From the data below, pull out every line that contains the word "bicycle" and copy each one unchanged.

» ENTRIES PROVIDED

>> begin

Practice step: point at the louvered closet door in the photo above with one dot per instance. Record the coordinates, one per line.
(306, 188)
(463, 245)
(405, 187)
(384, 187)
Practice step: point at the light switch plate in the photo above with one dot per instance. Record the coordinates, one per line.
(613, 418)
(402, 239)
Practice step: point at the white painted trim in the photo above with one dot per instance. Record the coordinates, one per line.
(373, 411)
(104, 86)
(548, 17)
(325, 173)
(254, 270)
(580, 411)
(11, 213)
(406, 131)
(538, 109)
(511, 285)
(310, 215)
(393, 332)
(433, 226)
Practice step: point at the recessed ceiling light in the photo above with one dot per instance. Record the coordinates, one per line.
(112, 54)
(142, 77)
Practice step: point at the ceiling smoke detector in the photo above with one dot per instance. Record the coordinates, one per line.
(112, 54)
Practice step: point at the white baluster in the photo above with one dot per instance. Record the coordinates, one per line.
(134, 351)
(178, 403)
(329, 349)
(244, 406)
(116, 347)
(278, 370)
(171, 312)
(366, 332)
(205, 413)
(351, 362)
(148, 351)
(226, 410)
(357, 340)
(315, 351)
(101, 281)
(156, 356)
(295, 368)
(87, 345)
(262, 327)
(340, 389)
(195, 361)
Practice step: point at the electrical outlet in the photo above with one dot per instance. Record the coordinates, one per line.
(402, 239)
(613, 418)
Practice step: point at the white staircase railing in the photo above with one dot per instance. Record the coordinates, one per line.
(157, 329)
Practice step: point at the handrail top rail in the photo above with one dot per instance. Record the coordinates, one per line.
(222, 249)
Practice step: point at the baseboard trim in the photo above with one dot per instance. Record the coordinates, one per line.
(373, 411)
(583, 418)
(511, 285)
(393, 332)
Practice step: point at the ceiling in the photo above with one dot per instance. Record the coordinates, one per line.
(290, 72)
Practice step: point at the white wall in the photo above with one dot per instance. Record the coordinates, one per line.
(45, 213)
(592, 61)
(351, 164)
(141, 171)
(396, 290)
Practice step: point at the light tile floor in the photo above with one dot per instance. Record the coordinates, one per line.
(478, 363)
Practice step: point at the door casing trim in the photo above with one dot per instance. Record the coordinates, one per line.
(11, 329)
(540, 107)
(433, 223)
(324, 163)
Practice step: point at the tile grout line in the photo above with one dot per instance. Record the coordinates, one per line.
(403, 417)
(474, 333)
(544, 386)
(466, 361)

>> end
>> begin

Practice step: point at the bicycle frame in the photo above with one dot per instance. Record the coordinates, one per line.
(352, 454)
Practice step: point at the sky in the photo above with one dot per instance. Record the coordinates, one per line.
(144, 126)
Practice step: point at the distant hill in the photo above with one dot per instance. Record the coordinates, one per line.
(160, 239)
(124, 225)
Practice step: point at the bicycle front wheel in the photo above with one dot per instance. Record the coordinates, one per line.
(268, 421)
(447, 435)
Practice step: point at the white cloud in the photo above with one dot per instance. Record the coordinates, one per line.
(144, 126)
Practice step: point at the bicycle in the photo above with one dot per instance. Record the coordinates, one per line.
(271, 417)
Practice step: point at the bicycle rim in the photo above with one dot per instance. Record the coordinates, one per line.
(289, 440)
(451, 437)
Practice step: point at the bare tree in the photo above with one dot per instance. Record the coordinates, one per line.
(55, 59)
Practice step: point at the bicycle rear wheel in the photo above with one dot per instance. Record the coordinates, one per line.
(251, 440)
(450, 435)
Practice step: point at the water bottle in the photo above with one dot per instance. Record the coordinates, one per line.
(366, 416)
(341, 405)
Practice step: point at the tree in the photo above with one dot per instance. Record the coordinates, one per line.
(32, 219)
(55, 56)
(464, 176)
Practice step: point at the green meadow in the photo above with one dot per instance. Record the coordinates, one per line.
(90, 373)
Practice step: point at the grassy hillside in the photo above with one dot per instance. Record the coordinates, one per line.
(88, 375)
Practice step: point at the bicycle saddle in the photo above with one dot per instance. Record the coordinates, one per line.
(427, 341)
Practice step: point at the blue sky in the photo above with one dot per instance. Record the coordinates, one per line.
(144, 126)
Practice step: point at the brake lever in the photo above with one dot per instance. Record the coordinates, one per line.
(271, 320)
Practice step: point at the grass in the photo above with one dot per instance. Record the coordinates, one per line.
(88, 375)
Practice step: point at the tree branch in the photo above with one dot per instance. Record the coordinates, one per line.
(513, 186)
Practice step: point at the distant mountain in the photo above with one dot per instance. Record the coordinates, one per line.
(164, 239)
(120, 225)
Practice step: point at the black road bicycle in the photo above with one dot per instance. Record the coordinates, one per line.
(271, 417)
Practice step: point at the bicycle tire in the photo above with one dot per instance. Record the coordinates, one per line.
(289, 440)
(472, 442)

>> end
>> begin

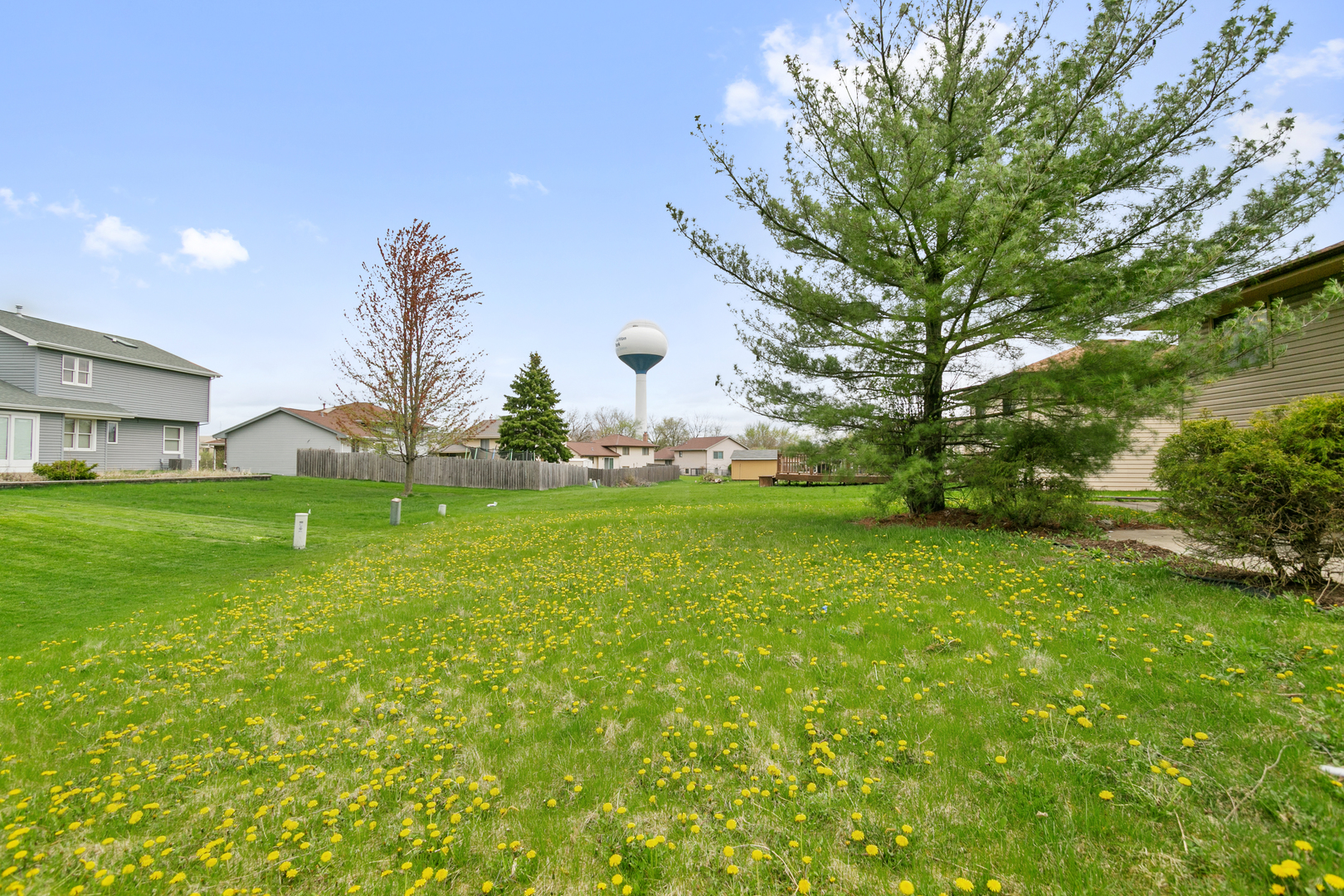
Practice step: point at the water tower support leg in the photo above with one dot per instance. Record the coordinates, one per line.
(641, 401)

>> end

» TASK ANSWER
Practice step: point at the bicycle frame in the photo above with one dot per instance. Record the coordinates, one per line.
Practice step: point at the bicycle front wheel in the photo above with one dot per instance. Record the coordinates, one per line.
Practice step: point at the bicycle in the photo above with one dot per instance. Record the coordinates, one per line.
Practice step: point at the bicycle rim in the photo above with one dot per instance. Record the coordinates, one per line.
Practice step: point at the bicycle rear wheel in the photo above with one dot per instance. Record the coordinates, one per line.
Practice step: point at the bicycle saddle in the photo above with one dot per instance. Record the coordinates, one per line.
Practice step: point at the black road bicycle in the photo above with one dot per instance. Record the coordinates, one per line.
Practice step: point at the bicycle tire in the photo above with one dot per instance. Record the coordinates, one per line.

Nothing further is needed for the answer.